#### Written exercise:
Copy out each of the following lines word for word, with nothing changed or left out.
-- begin Information provided --
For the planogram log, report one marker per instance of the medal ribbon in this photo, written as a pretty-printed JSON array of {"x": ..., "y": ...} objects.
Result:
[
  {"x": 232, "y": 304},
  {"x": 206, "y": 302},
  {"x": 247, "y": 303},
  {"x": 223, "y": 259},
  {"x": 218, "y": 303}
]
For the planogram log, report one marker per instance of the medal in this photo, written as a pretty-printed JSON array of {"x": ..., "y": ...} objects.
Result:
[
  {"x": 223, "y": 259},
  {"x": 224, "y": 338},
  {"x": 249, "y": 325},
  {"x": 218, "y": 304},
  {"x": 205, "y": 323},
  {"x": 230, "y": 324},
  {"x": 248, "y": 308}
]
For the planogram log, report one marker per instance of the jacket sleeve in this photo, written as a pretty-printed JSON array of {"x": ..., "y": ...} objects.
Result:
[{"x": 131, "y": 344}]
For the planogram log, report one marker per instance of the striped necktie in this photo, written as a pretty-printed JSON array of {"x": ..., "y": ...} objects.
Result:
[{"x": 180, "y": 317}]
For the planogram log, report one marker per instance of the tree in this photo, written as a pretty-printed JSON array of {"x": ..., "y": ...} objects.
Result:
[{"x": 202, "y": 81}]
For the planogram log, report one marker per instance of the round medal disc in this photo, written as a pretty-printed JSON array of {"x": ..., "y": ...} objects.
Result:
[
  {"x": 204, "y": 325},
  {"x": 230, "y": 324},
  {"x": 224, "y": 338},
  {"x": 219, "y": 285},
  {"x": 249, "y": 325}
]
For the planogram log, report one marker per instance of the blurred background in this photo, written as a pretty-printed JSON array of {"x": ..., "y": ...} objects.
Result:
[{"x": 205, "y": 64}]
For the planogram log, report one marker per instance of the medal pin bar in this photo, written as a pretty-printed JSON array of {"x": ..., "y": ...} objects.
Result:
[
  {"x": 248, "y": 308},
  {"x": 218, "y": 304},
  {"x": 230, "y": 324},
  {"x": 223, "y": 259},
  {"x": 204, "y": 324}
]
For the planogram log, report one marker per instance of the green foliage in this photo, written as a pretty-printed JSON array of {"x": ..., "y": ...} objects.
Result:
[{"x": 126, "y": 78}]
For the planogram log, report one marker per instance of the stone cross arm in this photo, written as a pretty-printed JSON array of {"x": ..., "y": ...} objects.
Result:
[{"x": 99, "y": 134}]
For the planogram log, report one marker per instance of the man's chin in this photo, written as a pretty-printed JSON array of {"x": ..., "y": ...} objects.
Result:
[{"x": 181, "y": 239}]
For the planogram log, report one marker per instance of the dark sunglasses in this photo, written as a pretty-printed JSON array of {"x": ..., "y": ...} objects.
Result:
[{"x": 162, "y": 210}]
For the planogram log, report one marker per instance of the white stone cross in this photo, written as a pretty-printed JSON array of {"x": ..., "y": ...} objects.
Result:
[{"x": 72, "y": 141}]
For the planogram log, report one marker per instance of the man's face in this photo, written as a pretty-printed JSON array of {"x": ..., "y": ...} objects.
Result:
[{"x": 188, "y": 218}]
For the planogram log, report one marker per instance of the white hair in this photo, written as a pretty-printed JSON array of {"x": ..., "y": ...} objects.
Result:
-- end Information provided --
#### Finished answer:
For the planogram log, report one marker per instance of the medal ribbon in this photo, written as a pretty-printed JSON array of {"x": ..., "y": ...} objects.
Result:
[
  {"x": 232, "y": 304},
  {"x": 206, "y": 302},
  {"x": 247, "y": 303},
  {"x": 223, "y": 259},
  {"x": 218, "y": 303}
]
For the planogram log, report one marker per instance of the medal in this photo, written as a pretty-printed JSON array of {"x": ..., "y": ...} objects.
Result:
[
  {"x": 223, "y": 259},
  {"x": 224, "y": 338},
  {"x": 249, "y": 325},
  {"x": 218, "y": 304},
  {"x": 205, "y": 323},
  {"x": 230, "y": 324},
  {"x": 248, "y": 308}
]
For the planogram log, report one marker per instance of the jacket sleeve in this photo, written as a pretty-printed JSON array of {"x": ..., "y": ...} objects.
Result:
[{"x": 131, "y": 344}]
For the planogram log, report one marker per instance of the striped necktie in this photo, written as a pretty-printed JSON array of {"x": ..., "y": ...} objects.
Result:
[{"x": 180, "y": 317}]
For the planogram log, report one marker per instance of the tree in this photo, written as a pretty-printed JSON array of {"x": ..., "y": ...} objects.
Result:
[{"x": 202, "y": 81}]
For the planogram log, report one marker per instance of the round medal disc in this photo, written as a pretty-printed JSON array of {"x": ..., "y": ...} objects.
Result:
[
  {"x": 204, "y": 325},
  {"x": 230, "y": 324},
  {"x": 224, "y": 338},
  {"x": 219, "y": 285},
  {"x": 249, "y": 325}
]
For the planogram log, report one marker per instance of the blurred background in this photo, written as a pretty-printed JSON array of {"x": ..., "y": ...} objects.
Result:
[{"x": 205, "y": 64}]
For the planogram log, report one marker per instance of the medal pin bar in this photo, written as a pretty-printed JSON array of {"x": ..., "y": ...} objects.
Result:
[
  {"x": 248, "y": 308},
  {"x": 218, "y": 304},
  {"x": 230, "y": 324},
  {"x": 223, "y": 259},
  {"x": 204, "y": 324}
]
For the planogram log, report one marker per instance of the green foliage in this photo, written as a pretty-printed JSON array of {"x": ..., "y": ...} objects.
Result:
[{"x": 126, "y": 78}]
For the planogram log, report one marker per instance of the stone cross arm in this photo, written as a pretty-printed JSON array of {"x": ..., "y": ...} objects.
Result:
[{"x": 99, "y": 134}]
For the planogram log, report one marker per instance of the man's chin in this photo, written as a pretty-printed JSON array of {"x": ..., "y": ...} objects.
Result:
[{"x": 181, "y": 239}]
For the planogram log, report one marker per instance of the dark sunglasses in this photo, written as a pretty-printed JSON array of {"x": ..., "y": ...} objects.
Result:
[{"x": 162, "y": 210}]
For the planogram log, report one marker per instance of the white stone cross in this photo, written as a pretty-printed JSON array of {"x": ..., "y": ...} objects.
Result:
[{"x": 72, "y": 141}]
For the planogram log, report one marker per instance of the man's face in this photo, written as a pretty-printed JSON array of {"x": ..., "y": ...} objects.
Result:
[{"x": 188, "y": 218}]
For the planogram log, report one marker per instance of the white hair in this photo, written as a pretty-printed JSON array of {"x": ..., "y": ...} objects.
Result:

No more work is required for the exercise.